> **SET EXERCISE 1**
Retype the following from the Dynamic Symmetry Q&A, from "Can you recommend any other" up to and including "design in art?", with no changes.
══ SELECTED PASSAGE ══
I'm new to Dynamic Symmetry. What is the best approach to learning more about this system of design?
For all artists new to Dynamic Symmetry, I highly recommend reading The Art of Composition: A Simple Application of Dynamic Symmetry by Michel Jacobs. This book is perfect for artists and photographers that want to learn more about design. I noticed that "The Art of Composition: A Simple Application of Dynamic Symmetry" by Michel Jacobs was written over 90 years ago. Has the application of Dynamic Symmetry changed since then?
Dynamic Symmetry and the application of Dynamic Symmetry is the same today as it was 2000 years ago. In other words, "The Art of Composition: A Simple Application of Dynamic Symmetry" by Michel Jacobs is just as valid today as it was in 1926.
Can you recommend any other books on Dynamic Symmetry that will help the artist and photographer learn more about this system of design?
I've read every available book on Dynamic Symmetry over the past ten years, and I've only found a few that I'm willing to recommend. You can find my recommendations in the menu bar on my website under the tab "Recommended Books."
Are there any other books I can read to improve my compositions if I'm not interested in learning Dynamic Symmetry?
Yes. While Dynamic Symmetry is a wonderful tool, it's not the only means of creating an effective composition. I recommend the last half of my user's guide as well as Pictorial Composition: An Introduction by Henry Rankin Poore. Both of these books cover a lot of other design concepts in addition to Dynamic Symmetry.
Can you recommend any videos on Dynamic Symmetry and design in art?
═══
══ MATERIAL FOR THIS EXERCISE ══
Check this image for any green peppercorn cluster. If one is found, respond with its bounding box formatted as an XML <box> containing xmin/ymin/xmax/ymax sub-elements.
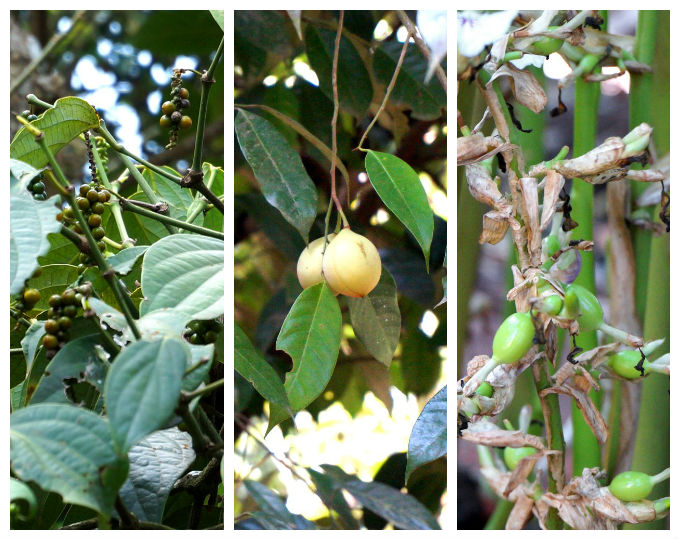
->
<box><xmin>42</xmin><ymin>283</ymin><xmax>92</xmax><ymax>358</ymax></box>
<box><xmin>184</xmin><ymin>319</ymin><xmax>224</xmax><ymax>345</ymax></box>
<box><xmin>14</xmin><ymin>266</ymin><xmax>42</xmax><ymax>313</ymax></box>
<box><xmin>57</xmin><ymin>182</ymin><xmax>111</xmax><ymax>273</ymax></box>
<box><xmin>160</xmin><ymin>69</ymin><xmax>193</xmax><ymax>149</ymax></box>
═══
> **SET EXERCISE 2**
Please echo every line of the listing above exactly, leaving out the picture.

> **FINAL RESULT 1**
Can you recommend any other books on Dynamic Symmetry that will help the artist and photographer learn more about this system of design?
I've read every available book on Dynamic Symmetry over the past ten years, and I've only found a few that I'm willing to recommend. You can find my recommendations in the menu bar on my website under the tab "Recommended Books."
Are there any other books I can read to improve my compositions if I'm not interested in learning Dynamic Symmetry?
Yes. While Dynamic Symmetry is a wonderful tool, it's not the only means of creating an effective composition. I recommend the last half of my user's guide as well as Pictorial Composition: An Introduction by Henry Rankin Poore. Both of these books cover a lot of other design concepts in addition to Dynamic Symmetry.
Can you recommend any videos on Dynamic Symmetry and design in art?

> **FINAL RESULT 2**
Check this image for any green peppercorn cluster. If one is found, respond with its bounding box formatted as an XML <box> containing xmin/ymin/xmax/ymax sub-elements.
->
<box><xmin>42</xmin><ymin>283</ymin><xmax>92</xmax><ymax>358</ymax></box>
<box><xmin>184</xmin><ymin>319</ymin><xmax>224</xmax><ymax>345</ymax></box>
<box><xmin>14</xmin><ymin>266</ymin><xmax>42</xmax><ymax>313</ymax></box>
<box><xmin>57</xmin><ymin>182</ymin><xmax>111</xmax><ymax>273</ymax></box>
<box><xmin>160</xmin><ymin>69</ymin><xmax>193</xmax><ymax>149</ymax></box>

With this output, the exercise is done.